How many lines in the records below contain the word "fish"? Reply with the number only.

====================

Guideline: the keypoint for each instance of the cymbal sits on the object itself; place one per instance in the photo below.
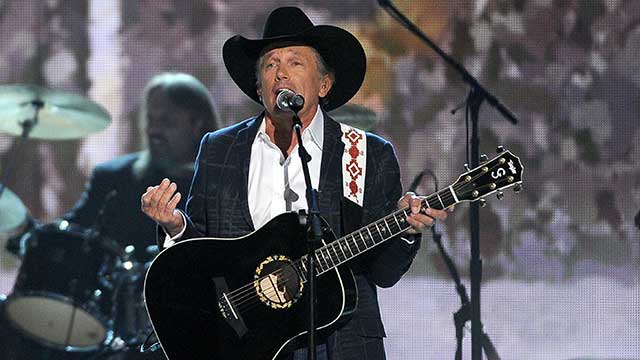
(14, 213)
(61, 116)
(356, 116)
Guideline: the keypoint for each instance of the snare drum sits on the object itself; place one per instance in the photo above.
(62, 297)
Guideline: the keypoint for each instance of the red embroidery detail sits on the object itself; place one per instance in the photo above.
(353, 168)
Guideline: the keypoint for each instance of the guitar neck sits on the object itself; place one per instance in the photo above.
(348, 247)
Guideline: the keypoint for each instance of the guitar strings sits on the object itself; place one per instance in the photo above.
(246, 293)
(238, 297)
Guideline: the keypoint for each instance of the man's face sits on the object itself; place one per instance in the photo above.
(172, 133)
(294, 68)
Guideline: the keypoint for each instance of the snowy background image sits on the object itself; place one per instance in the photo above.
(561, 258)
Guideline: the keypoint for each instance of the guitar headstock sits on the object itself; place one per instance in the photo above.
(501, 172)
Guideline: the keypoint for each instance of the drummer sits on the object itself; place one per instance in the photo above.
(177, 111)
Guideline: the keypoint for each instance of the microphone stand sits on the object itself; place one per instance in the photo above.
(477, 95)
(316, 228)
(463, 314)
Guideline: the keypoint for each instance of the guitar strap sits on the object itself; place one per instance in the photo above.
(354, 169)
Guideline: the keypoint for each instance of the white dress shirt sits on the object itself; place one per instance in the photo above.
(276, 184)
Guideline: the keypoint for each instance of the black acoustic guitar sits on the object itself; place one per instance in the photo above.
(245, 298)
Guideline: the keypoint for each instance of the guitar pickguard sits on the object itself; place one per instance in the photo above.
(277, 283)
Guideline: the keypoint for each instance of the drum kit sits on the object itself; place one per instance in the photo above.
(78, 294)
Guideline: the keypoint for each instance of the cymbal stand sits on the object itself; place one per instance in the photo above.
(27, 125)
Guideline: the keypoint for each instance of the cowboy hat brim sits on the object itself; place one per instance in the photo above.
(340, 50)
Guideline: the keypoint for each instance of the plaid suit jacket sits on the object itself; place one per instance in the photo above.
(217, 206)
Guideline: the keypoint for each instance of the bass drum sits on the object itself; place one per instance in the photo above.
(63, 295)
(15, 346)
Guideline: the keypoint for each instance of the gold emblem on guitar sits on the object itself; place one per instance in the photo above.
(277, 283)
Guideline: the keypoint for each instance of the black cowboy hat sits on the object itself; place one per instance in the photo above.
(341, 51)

====================

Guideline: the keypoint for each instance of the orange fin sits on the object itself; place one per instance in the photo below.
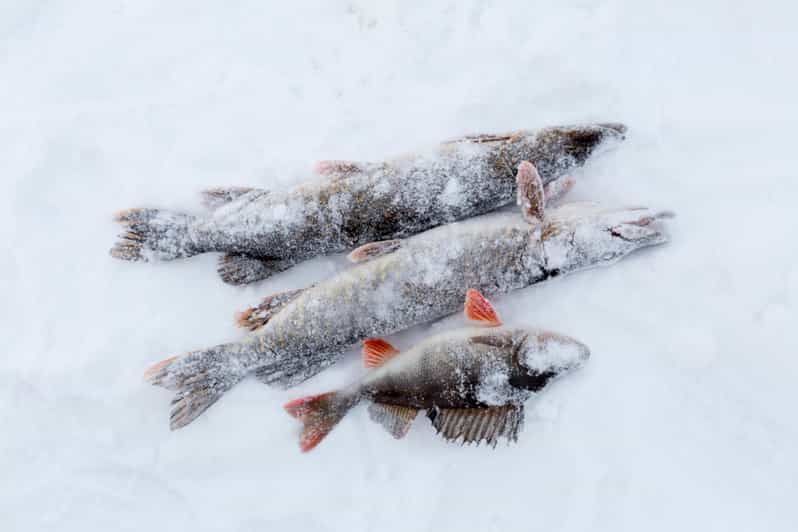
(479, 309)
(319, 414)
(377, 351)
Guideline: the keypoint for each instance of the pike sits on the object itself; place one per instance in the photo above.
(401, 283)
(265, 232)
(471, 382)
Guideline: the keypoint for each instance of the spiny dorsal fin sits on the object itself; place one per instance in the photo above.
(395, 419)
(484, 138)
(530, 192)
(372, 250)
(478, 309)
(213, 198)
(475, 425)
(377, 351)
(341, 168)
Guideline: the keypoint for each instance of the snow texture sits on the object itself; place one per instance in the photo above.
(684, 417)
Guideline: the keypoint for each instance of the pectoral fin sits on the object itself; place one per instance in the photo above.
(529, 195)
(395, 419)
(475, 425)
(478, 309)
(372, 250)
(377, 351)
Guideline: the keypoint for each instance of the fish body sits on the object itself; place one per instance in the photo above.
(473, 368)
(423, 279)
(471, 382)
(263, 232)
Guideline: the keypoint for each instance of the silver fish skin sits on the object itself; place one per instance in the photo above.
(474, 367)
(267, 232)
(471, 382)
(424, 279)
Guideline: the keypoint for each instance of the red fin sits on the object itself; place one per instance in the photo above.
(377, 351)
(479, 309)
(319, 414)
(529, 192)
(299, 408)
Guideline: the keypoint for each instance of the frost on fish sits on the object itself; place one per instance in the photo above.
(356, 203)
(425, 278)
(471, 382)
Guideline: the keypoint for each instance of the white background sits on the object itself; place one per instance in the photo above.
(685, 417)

====================

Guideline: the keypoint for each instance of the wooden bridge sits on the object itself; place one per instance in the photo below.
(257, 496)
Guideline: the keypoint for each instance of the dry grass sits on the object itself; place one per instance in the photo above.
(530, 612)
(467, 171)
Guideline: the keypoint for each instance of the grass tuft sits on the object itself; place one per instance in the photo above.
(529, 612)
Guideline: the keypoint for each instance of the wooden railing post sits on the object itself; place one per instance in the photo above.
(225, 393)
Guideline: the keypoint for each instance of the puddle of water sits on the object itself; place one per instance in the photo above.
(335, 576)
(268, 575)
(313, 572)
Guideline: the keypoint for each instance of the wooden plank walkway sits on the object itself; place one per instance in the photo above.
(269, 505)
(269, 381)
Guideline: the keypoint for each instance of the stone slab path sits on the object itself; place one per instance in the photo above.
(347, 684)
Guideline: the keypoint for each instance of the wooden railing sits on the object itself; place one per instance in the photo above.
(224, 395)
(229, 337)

====================

__Solved problem__
3